**Task to complete:**
Please convert the lines below into a JSON list of strings, one string per line, leaving out blank lines and the pictures.

++++++++

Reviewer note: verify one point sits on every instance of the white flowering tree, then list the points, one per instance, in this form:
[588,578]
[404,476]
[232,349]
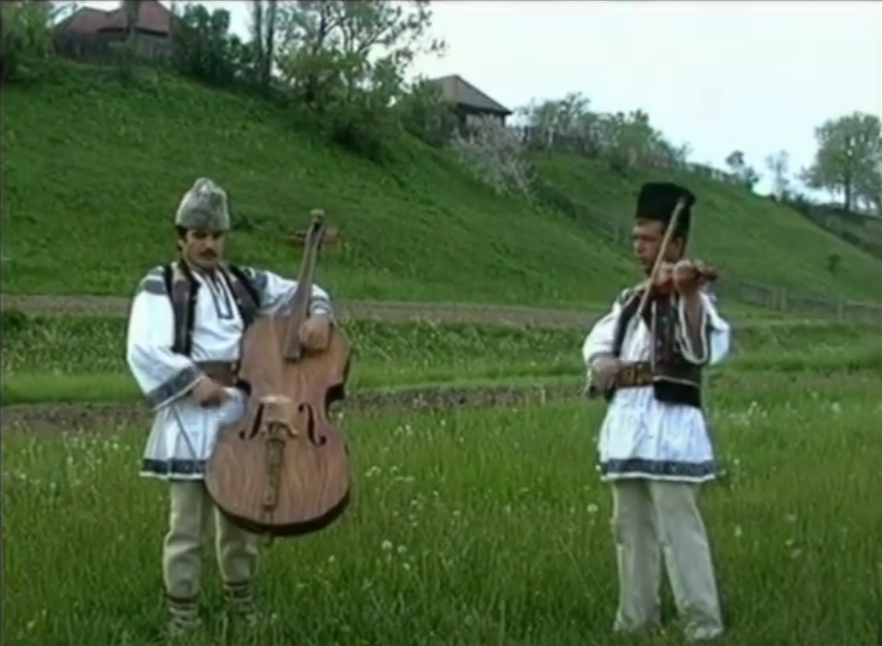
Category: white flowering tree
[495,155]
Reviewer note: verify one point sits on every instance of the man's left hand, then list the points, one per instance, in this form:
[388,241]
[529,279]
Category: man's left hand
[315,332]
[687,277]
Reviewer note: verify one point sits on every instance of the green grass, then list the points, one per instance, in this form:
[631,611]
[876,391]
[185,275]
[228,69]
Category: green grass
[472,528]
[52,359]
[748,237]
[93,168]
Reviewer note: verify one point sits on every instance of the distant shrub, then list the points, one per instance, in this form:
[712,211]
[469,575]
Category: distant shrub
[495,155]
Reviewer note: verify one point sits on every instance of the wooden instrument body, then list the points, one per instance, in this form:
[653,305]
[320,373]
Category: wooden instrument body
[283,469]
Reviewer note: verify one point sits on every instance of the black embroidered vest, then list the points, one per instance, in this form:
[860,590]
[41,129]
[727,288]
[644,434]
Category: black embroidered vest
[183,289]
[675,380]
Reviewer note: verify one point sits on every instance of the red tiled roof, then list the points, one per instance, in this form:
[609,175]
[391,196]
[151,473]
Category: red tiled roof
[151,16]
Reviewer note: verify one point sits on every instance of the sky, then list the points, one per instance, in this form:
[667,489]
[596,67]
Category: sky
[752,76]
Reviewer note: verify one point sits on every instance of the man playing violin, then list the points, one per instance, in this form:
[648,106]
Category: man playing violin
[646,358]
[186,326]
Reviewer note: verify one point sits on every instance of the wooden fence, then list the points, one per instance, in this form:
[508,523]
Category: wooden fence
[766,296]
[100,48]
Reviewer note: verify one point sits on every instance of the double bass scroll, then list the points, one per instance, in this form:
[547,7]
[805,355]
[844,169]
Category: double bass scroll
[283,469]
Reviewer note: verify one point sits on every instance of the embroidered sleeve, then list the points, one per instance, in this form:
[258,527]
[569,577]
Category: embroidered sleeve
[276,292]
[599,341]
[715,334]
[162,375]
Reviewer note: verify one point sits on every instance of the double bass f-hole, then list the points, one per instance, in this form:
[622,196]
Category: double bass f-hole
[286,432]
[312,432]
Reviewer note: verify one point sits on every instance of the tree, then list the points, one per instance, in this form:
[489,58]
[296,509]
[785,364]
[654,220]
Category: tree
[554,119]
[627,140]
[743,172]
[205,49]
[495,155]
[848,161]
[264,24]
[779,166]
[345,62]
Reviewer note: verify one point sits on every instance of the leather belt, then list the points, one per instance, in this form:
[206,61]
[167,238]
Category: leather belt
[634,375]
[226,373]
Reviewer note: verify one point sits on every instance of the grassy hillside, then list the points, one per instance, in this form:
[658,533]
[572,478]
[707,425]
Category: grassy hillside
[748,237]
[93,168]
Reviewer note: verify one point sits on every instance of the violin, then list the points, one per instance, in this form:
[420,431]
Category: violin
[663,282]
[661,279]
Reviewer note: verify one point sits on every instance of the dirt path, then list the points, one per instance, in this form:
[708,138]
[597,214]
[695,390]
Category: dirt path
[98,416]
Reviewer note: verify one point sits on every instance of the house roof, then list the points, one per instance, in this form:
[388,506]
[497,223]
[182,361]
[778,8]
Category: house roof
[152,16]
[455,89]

++++++++

**Solution to this exercise:**
[
  "Reviewer note: verify one point sits on every instance of the white flowering tree, then list the points, one per instance, in this form:",
  "[588,578]",
  "[404,476]",
  "[232,349]",
  "Category: white flowering tree",
  "[495,155]",
  "Reviewer note: verify one point sits on every instance of the man's left hand, then list the points, one per instance, in this form:",
  "[388,241]",
  "[529,279]",
  "Category: man's left hand",
  "[315,332]",
  "[687,277]",
  "Reviewer note: verify one point sits on every instance of the green grass, then list the points, one per instance, in this form:",
  "[631,611]",
  "[876,391]",
  "[185,275]",
  "[228,69]",
  "Category: green grass",
  "[472,528]",
  "[52,359]",
  "[748,237]",
  "[93,168]",
  "Reviewer note: verify one point sits on every instance of the distant shrub, then list the points, one per instance, in this form:",
  "[712,211]",
  "[469,575]",
  "Category: distant shrub",
  "[495,155]",
  "Reviewer note: verify one point sits on every instance of the wooden instrument body, then list the points, one per instance, in this form:",
  "[653,305]",
  "[320,373]",
  "Category: wooden instrument body",
  "[283,469]",
  "Reviewer note: verify one point sits on every instance of the black embroidered vest, then list the points, one per instance, in this form:",
  "[860,590]",
  "[41,129]",
  "[727,288]",
  "[644,434]",
  "Category: black embroidered vest",
  "[183,289]",
  "[675,380]",
  "Reviewer note: verify one point sits on every instance of the red tiled roof, then list the points, one per instance, in this form:",
  "[609,175]",
  "[391,196]",
  "[151,473]",
  "Category: red tiled roof",
  "[151,16]",
  "Reviewer note: verify one point sits on every instance of the sky, then list the points, one per instance, in this form:",
  "[667,489]",
  "[596,67]",
  "Category: sky",
  "[752,76]",
  "Reviewer note: verify one point sits on every instance of the man playing violin, then list the points, one per instance, in this form:",
  "[648,106]",
  "Category: man playing violin",
  "[646,358]",
  "[186,326]",
  "Reviewer note: verify one point sits on every instance of the wooden fence, then list the points, one per instance, in this form:",
  "[508,523]",
  "Category: wooden fence",
  "[766,296]",
  "[100,48]",
  "Reviewer note: verify one point sits on every instance of the double bass scroll, then list the points, one per instance, in this form:",
  "[547,7]",
  "[805,355]",
  "[844,169]",
  "Category: double bass scroll",
  "[283,469]",
  "Reviewer note: verify one point sits on every instance of the embroidered sleeve, then list the points, one per instance, in this form:",
  "[258,527]",
  "[569,577]",
  "Category: embroidered sleeve",
  "[276,292]",
  "[599,341]",
  "[715,334]",
  "[162,375]",
  "Reviewer note: verify one point sits on every instance of the double bass f-hole, then list the points, one per instance, in this form:",
  "[622,196]",
  "Category: double bass f-hole",
  "[286,432]",
  "[312,432]",
  "Reviewer note: verify one point sits on every instance of the tree, then list the points, one per instance, in this form:",
  "[489,58]",
  "[296,509]",
  "[785,364]",
  "[654,220]",
  "Category: tree",
  "[554,119]",
  "[627,140]",
  "[743,172]",
  "[205,49]",
  "[495,155]",
  "[848,161]",
  "[264,24]",
  "[779,166]",
  "[345,62]",
  "Reviewer note: verify one point sits on every instance of the leather belt, then list the points, one per instance, in this form:",
  "[206,61]",
  "[167,238]",
  "Category: leather belt",
  "[634,375]",
  "[226,373]",
  "Reviewer note: verify one point sits on every instance of the grassy hillside, then list the points, one per instance, in this form:",
  "[658,533]",
  "[572,478]",
  "[707,425]",
  "Category: grassy hillside",
  "[748,237]",
  "[93,168]",
  "Reviewer note: verify one point sits on every instance of the violin, then list the points, one per instance, in this form:",
  "[420,431]",
  "Category: violin",
  "[663,282]",
  "[661,279]",
  "Reviewer note: verify one point sits on every instance of the dirt path, then list the points, one per instance, in this form:",
  "[708,138]",
  "[597,214]",
  "[695,390]",
  "Category: dirt path",
  "[98,416]",
  "Reviewer note: verify one point sits on every instance of the house roof, then list the points, one per instance, in this form:",
  "[388,506]",
  "[497,223]",
  "[182,361]",
  "[778,8]",
  "Category: house roof",
  "[152,16]",
  "[455,89]"
]